- [Text passage]
## start

A straight rod is placed above the gap, but not symmetrically, resting on both blocks, with an extensive area of contact with each block.

At what points do the two net reaction forces act?

 

[ddelaiarro]

Wouldn't the rod actually have an equally distributed pressure acting against it due to each rod? Assuming a normal gravitational environment, the gravitational force on the rod would be mg. The normal forces on the rod would be as follows:

l \leftarrowThe length of rod on the two rods (not the length of the rod)
d_{1} \leftarrow The length of the rod on cube 1
d_{2} \leftarrow The length of the rod on cube 2
d_{t} \leftarrow The width of the rod
P_{r} \leftarrow The pressure exerted by the cubes on the rod

\Sigma F_{y}= 0
mg = P_{r}*d_{t}*(d_{1}+d_{2})

Note that

d_{1}+d_{2} = l

In a FBD, you could then simulate the two equally distributed pressures as point forces acting at the midpoint of their applied length, i.e.

\frac{d_{1}}{2} and \frac{d_{2}}{2}

Thoughts?

 

[Shooting Star]

Hi tiny-tim,

Let's just think of a one-level simpler case first. Suppose a rod is resting on a flat surface but a bit of it is protruding out. Let the weights of the portions on and off the table be W1 and W2, and the distances of the CMs of these two parts from the edge of the table be x1 and x2 respectively.

Suppose the net reaction N, acting upward, is at a distance x from the edge. W1>W2, so that the rod does not topple, and x1 and x2 are known.

## end

- [Dataset entries]
## start

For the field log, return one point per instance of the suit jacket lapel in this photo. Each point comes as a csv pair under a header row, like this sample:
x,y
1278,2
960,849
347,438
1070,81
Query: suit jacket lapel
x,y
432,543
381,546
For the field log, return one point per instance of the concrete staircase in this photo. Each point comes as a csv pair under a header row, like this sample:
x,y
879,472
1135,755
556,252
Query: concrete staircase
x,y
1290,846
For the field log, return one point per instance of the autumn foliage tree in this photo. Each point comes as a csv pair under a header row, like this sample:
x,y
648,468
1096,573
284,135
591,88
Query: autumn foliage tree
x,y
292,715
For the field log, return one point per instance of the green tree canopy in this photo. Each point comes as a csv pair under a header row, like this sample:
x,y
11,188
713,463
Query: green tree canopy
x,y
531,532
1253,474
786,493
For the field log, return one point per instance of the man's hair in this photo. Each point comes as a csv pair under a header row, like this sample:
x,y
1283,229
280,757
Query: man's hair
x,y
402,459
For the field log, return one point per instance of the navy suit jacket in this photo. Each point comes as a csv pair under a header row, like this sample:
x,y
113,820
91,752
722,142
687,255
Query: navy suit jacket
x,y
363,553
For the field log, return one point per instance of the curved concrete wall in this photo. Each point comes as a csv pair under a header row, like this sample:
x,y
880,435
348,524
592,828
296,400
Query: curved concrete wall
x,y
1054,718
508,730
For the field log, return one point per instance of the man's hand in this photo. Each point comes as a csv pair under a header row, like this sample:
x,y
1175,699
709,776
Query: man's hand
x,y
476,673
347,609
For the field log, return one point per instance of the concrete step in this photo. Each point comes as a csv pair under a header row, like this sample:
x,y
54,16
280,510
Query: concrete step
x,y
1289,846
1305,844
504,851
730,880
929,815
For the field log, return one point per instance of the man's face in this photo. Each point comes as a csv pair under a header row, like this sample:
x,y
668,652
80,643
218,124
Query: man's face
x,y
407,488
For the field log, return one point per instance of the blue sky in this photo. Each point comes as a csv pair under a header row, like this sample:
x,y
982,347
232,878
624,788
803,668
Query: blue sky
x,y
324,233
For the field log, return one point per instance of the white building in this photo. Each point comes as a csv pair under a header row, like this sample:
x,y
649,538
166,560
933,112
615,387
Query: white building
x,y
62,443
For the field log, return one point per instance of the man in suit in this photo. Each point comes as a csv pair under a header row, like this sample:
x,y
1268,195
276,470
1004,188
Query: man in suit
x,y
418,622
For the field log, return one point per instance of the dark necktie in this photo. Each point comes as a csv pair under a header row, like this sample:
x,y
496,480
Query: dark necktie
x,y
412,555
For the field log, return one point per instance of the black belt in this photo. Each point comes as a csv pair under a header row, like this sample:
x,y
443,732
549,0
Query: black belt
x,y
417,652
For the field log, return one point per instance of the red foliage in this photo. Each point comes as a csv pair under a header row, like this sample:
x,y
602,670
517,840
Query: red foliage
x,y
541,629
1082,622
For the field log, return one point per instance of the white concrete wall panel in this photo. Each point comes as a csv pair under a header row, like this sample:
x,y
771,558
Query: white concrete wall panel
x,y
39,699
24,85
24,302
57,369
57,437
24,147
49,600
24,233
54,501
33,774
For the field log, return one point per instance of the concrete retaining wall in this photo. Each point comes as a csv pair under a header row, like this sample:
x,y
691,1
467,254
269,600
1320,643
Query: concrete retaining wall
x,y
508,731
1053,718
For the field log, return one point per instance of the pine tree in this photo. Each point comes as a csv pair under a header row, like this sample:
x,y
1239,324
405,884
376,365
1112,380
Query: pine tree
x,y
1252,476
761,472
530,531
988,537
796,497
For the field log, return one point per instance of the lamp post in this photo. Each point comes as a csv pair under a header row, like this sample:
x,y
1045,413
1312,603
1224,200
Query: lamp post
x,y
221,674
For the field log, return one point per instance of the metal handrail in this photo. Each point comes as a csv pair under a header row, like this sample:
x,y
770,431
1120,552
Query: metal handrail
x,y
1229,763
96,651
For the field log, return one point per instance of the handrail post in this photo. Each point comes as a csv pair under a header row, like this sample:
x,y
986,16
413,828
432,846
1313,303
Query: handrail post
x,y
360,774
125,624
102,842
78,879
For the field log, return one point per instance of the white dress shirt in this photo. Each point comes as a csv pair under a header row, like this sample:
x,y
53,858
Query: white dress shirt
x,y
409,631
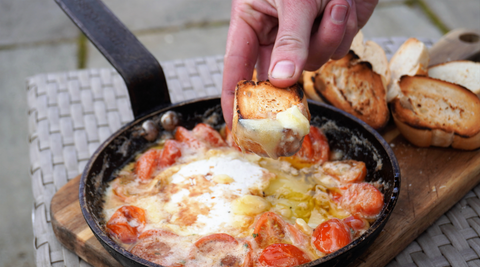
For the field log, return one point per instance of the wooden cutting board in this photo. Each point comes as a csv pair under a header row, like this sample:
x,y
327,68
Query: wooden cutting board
x,y
433,180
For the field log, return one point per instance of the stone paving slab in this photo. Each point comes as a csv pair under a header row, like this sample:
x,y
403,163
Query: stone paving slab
x,y
16,191
189,43
458,13
27,21
400,20
153,14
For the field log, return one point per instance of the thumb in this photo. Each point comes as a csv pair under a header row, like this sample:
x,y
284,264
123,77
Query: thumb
x,y
290,51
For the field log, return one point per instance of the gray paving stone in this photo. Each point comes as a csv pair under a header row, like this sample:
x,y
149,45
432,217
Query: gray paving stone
x,y
457,14
16,197
400,20
189,43
150,14
26,21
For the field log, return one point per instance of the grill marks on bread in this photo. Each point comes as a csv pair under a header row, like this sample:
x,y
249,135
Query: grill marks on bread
x,y
437,113
353,86
260,101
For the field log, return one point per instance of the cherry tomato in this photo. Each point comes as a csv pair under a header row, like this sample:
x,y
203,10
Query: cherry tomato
x,y
185,136
208,135
153,245
314,150
362,199
346,171
297,236
125,223
331,236
215,244
269,229
356,223
170,153
282,255
146,164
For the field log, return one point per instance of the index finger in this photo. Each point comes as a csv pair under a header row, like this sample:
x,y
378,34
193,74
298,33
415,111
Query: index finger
x,y
239,62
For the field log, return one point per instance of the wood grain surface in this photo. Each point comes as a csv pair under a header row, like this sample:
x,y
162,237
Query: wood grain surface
x,y
433,180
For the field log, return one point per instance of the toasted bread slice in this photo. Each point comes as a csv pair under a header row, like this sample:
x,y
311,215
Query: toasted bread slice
x,y
463,72
432,112
373,53
270,121
353,86
410,59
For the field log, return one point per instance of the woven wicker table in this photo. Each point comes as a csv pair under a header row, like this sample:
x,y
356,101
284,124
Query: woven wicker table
x,y
72,113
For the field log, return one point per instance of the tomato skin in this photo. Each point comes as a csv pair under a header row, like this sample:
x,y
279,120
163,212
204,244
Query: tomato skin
x,y
346,171
146,163
152,246
331,236
282,255
362,199
170,153
208,135
206,245
185,136
120,224
269,229
356,223
314,150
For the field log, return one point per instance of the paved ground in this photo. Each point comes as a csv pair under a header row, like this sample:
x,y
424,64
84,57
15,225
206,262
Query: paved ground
x,y
36,37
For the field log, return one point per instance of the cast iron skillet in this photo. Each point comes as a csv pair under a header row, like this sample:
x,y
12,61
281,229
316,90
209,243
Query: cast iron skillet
x,y
150,101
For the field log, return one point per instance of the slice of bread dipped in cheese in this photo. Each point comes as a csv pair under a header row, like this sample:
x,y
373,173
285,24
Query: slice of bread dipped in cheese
x,y
411,59
432,112
308,81
463,72
270,121
353,86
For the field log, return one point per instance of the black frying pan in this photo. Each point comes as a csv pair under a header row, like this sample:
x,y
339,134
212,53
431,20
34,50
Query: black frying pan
x,y
150,102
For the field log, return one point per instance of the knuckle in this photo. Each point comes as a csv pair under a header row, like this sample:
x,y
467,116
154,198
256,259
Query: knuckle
x,y
289,43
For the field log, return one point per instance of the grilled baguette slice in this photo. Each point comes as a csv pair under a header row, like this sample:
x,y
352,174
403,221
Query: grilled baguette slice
x,y
353,86
411,59
373,53
270,121
463,72
432,112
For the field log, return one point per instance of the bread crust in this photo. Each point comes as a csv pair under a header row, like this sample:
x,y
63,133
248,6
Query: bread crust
x,y
463,72
261,100
353,86
432,112
411,59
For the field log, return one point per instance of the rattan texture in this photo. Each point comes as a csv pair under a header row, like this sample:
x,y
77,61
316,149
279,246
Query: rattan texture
x,y
72,113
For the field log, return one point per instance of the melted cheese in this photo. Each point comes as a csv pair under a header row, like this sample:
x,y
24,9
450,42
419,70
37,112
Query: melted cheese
x,y
270,134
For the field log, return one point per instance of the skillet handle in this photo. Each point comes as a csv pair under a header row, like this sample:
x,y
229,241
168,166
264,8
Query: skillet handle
x,y
143,75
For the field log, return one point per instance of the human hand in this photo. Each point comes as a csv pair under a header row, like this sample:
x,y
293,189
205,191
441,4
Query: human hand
x,y
284,37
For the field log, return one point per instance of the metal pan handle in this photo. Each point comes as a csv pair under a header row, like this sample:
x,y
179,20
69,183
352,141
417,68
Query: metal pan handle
x,y
143,75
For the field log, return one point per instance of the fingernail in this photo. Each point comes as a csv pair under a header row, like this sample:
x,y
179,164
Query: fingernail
x,y
283,70
339,12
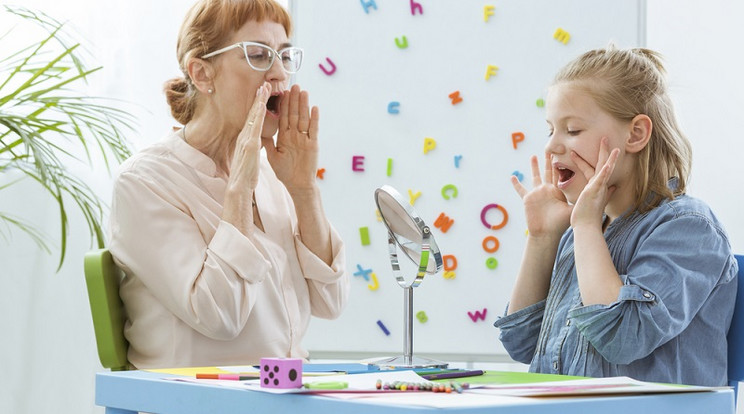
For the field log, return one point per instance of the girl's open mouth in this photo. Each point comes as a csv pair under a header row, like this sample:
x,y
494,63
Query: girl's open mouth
x,y
272,105
564,176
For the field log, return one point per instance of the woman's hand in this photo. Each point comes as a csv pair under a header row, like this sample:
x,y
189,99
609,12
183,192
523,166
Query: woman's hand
x,y
295,156
238,205
590,205
245,160
546,209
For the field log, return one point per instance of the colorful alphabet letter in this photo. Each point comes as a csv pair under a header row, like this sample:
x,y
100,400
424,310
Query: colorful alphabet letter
x,y
517,137
393,107
487,12
429,144
491,71
357,163
330,71
443,222
416,7
495,226
561,36
455,96
367,4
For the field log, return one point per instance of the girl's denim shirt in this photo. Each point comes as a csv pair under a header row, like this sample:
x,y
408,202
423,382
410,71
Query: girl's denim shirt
x,y
670,320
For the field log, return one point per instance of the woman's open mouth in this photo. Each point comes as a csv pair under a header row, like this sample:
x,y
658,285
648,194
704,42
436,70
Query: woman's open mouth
x,y
564,176
272,105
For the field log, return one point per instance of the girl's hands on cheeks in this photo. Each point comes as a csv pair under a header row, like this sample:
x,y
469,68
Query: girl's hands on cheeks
x,y
245,161
592,201
546,209
295,156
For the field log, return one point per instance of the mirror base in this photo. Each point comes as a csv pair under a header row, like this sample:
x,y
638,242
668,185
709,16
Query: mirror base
x,y
409,362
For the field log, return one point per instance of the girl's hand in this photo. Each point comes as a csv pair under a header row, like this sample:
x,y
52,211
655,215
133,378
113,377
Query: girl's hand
x,y
245,162
547,211
593,199
295,156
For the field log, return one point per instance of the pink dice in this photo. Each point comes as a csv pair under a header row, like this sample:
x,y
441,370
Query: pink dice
x,y
281,372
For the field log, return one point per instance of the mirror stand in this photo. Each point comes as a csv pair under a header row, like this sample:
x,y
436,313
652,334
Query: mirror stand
x,y
427,248
407,360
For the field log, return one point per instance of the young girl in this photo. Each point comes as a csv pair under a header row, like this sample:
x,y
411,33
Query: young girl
x,y
623,274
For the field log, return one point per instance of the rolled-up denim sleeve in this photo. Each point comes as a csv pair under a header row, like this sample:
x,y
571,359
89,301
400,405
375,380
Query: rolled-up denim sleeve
x,y
519,331
668,279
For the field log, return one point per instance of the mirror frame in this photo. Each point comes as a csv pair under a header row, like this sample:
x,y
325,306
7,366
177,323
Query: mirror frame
x,y
429,247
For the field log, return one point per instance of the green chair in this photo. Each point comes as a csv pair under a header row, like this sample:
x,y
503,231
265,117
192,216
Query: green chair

## end

- [What you will do]
(a) Reproduce the stretch of the passage on the rod resting on two blocks from "[Shooting Star]" through "and x2 respectively.".
(b) Resume the discussion of the rod resting on two blocks, picking up after its final sentence.
The data bear no relation to the passage on the rod resting on two blocks.

- [Per-task outputs]
(a)
[Shooting Star]

Hi tiny-tim,

Let's just think of a one-level simpler case first. Suppose a rod is resting on a flat surface but a bit of it is protruding out. Let the weights of the portions on and off the table be W1 and W2, and the distances of the CMs of these two parts from the edge of the table be x1 and x2 respectively.

(b)
Then N = W1 +W2 and W1*x1 = W2*x2 + N*x, taking the moment about the edge. (Of course, moment can be taken about any point.)

This gives you a unique x, and the location of N.

Of course you know this, but I’m sure this can be generalised to your case. I’m sorry that I can’t verify that right now, but I’ve to go, but surely I'll do it later and see what comes out. Let us know how it goes. Best of luck.

 

[DavidWhitbeck]

I agree that it's an equilibrium problem and that you use both Newton's 2nd Law in translational and rotational form... but I don't think one should associate the net reaction force with a position, because it's not a contact force. The two reaction forces are both contact forces should be considered separately.

The problem is that there are only two equations and four unknowns (both forces and their positions make four). I think that it's actually fairly common to have statics problems that are under determined.